The task
Please pick out and copy every line in the rows below that contains the string "golden", treating uppercase and lowercase as different.

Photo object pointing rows

▶

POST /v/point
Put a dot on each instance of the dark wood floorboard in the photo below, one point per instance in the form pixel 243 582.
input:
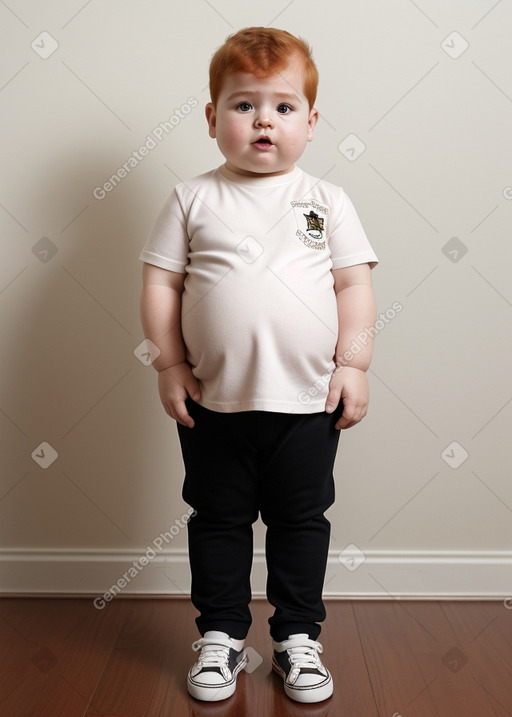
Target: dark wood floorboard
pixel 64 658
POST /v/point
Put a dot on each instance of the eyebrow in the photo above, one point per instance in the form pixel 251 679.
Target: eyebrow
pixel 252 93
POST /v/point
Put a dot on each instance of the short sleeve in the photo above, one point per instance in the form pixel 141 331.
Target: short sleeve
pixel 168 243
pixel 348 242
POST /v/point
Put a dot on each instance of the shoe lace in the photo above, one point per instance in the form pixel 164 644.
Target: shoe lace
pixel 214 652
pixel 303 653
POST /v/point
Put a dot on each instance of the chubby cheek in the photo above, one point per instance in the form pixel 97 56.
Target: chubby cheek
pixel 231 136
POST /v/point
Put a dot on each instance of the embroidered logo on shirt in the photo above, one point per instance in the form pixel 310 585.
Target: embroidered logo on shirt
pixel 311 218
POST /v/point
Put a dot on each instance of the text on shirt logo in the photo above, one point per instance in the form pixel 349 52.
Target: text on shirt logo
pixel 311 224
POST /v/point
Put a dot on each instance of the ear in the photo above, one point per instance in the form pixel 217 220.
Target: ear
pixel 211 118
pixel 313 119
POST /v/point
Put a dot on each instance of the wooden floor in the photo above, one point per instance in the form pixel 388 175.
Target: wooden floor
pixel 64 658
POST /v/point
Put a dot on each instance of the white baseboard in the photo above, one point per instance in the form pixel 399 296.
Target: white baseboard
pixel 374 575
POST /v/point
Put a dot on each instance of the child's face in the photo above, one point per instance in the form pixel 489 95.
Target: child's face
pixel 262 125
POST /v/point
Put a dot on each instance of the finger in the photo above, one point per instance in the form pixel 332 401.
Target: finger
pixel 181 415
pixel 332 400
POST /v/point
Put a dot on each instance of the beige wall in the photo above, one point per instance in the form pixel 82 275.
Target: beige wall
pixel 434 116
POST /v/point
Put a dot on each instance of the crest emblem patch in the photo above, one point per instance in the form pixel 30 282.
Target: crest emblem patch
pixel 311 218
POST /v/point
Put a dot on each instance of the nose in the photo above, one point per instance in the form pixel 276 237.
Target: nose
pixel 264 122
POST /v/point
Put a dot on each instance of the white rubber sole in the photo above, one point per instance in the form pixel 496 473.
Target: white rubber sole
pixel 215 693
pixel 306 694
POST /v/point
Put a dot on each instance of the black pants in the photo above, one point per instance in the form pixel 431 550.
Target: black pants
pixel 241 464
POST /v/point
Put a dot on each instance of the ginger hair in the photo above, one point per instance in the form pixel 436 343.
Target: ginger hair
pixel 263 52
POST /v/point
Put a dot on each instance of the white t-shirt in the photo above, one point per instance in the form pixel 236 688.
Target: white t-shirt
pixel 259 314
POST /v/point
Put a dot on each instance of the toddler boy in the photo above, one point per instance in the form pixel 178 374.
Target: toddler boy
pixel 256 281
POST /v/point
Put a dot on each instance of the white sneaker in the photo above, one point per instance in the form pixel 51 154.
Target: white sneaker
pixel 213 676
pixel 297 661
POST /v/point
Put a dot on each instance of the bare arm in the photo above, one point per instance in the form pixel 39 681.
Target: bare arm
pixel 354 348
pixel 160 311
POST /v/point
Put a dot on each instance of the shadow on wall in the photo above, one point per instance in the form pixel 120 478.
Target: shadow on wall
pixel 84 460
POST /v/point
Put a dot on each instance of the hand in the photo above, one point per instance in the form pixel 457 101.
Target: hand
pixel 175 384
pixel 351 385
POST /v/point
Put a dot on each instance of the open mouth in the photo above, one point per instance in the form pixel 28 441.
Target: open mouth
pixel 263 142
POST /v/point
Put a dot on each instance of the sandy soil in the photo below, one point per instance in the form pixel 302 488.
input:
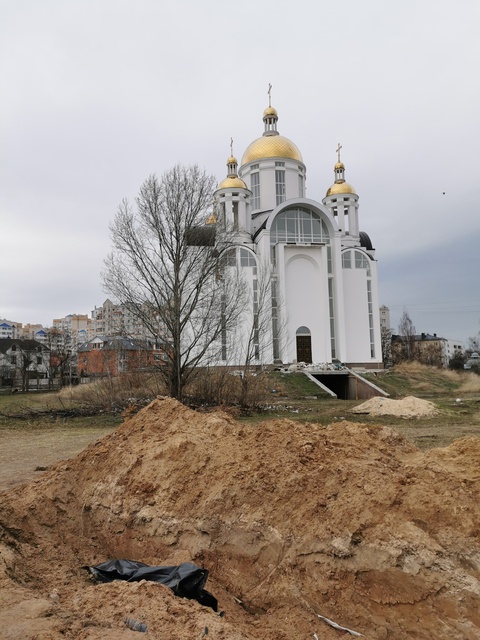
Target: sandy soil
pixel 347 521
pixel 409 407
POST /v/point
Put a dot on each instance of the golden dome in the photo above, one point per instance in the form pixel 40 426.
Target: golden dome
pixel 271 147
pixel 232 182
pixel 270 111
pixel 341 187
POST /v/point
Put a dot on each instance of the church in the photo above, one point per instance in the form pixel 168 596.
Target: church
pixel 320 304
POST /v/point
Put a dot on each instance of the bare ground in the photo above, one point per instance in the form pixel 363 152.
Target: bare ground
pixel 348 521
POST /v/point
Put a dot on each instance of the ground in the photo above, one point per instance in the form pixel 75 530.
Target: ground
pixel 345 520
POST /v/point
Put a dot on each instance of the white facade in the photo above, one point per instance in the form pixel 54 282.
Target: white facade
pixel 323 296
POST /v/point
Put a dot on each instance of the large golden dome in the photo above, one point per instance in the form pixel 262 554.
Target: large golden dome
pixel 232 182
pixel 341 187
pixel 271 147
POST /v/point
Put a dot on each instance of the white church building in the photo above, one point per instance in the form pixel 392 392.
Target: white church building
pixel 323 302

◀
▶

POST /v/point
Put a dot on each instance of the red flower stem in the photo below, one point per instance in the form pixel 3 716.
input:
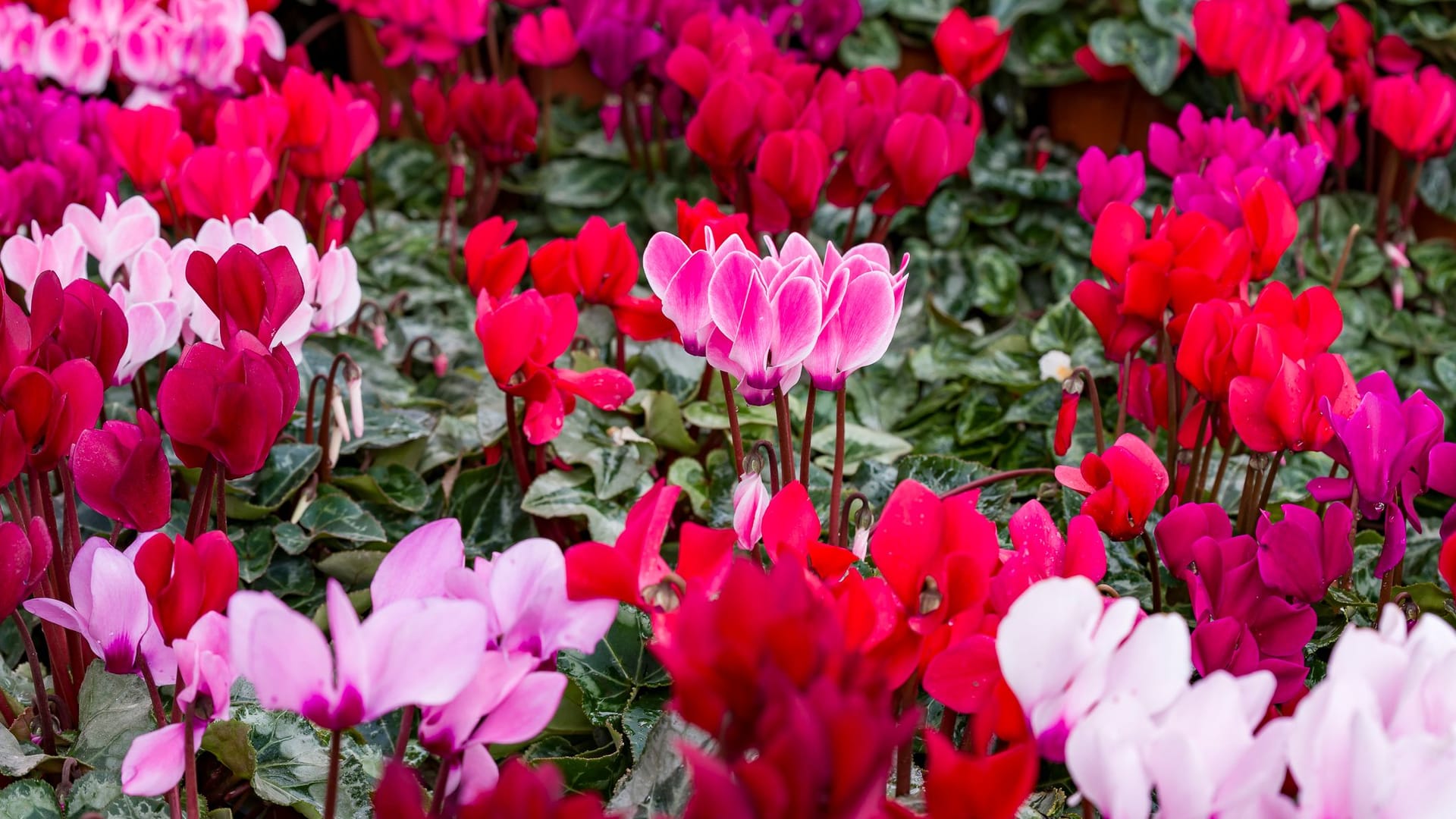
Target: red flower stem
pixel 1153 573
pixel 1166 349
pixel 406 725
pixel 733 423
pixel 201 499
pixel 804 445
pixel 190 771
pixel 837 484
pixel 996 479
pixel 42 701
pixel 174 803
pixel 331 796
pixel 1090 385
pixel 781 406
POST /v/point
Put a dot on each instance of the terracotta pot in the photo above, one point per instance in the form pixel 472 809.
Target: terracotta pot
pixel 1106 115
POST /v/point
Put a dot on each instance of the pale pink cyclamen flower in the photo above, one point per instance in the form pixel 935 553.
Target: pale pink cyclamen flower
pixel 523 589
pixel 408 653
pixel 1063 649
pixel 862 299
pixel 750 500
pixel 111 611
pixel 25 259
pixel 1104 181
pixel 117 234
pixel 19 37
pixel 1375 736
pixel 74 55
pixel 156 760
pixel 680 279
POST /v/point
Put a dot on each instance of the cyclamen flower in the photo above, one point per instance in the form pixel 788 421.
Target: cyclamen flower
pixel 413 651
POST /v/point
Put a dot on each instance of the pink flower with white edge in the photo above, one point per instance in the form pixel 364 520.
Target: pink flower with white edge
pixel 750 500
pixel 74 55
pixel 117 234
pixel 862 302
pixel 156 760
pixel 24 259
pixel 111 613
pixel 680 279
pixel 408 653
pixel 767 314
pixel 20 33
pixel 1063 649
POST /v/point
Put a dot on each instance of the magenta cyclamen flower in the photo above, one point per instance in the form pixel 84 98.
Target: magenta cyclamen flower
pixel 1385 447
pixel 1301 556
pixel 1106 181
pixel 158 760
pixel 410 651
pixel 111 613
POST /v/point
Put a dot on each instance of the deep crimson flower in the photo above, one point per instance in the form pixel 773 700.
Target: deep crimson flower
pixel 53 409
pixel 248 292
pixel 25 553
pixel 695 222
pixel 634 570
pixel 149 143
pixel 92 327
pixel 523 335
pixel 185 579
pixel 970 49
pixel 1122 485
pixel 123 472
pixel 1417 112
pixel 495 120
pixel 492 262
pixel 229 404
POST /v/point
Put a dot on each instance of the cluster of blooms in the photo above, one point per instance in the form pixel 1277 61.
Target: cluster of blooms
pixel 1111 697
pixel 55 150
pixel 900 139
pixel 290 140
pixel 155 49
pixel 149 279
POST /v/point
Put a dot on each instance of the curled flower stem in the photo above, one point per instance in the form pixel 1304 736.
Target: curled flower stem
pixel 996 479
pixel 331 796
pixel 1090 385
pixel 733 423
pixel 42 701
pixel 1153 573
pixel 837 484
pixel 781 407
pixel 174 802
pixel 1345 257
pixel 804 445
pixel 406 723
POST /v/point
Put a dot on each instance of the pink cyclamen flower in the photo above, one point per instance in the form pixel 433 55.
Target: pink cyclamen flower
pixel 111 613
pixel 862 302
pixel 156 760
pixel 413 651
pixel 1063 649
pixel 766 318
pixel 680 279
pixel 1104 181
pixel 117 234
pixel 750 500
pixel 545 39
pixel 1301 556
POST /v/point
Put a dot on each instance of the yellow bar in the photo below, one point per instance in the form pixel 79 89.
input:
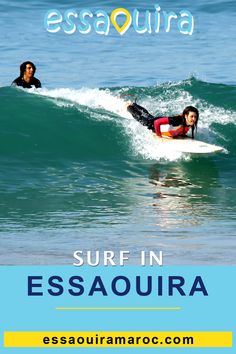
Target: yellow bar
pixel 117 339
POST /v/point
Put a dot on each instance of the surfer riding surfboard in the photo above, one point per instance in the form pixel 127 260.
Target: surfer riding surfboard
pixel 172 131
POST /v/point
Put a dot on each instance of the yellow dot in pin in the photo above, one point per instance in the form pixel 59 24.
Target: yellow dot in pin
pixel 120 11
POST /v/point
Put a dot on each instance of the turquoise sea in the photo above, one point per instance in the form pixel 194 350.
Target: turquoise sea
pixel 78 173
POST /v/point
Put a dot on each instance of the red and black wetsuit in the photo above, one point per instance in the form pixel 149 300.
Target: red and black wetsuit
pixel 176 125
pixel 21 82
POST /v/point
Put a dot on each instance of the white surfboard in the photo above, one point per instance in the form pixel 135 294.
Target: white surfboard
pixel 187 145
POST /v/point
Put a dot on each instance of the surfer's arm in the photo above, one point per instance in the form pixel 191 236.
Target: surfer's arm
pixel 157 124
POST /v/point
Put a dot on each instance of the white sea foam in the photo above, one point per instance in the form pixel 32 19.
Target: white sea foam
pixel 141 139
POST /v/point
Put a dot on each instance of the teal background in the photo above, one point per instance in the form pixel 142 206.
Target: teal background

◀
▶

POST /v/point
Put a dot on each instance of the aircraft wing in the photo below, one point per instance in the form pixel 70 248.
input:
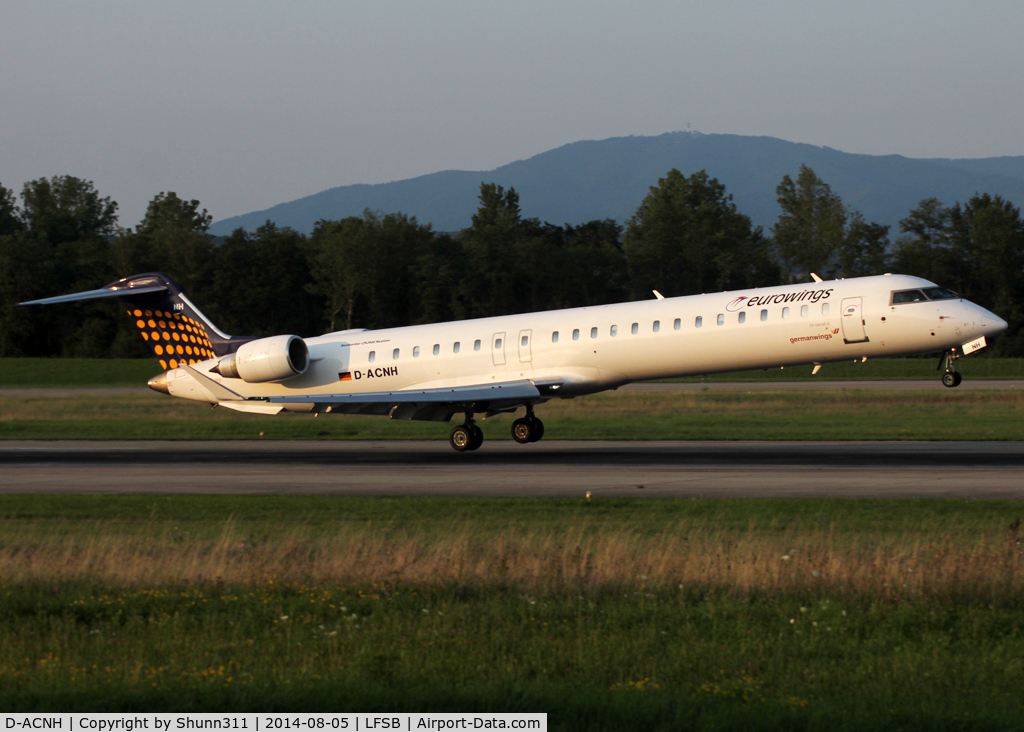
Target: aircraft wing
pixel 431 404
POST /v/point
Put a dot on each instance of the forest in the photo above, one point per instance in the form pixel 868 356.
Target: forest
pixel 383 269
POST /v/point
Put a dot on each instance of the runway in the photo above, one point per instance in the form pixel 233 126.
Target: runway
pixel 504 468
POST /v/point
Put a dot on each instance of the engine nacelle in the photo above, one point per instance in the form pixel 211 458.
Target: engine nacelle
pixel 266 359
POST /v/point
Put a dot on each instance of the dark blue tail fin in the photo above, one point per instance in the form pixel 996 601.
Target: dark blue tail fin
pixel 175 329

◀

Result for this task
Put a dot on each instance of the golden dome in the photo above, one point per instance in the form pixel 40 426.
Target: golden dome
Put a dot on each instance of the large golden dome in the photo above, one point per instance in the form pixel 262 554.
Target: large golden dome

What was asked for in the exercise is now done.